Start Extracted records
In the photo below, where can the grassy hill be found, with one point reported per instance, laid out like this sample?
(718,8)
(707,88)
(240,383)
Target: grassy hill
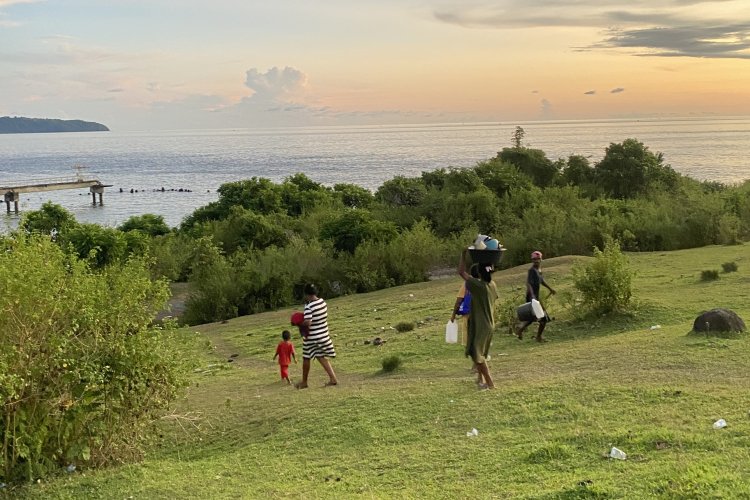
End Extracted records
(What is asked): Count the lines in the records that contain the word "grassy", and reply with the number alone.

(Solved exercise): 2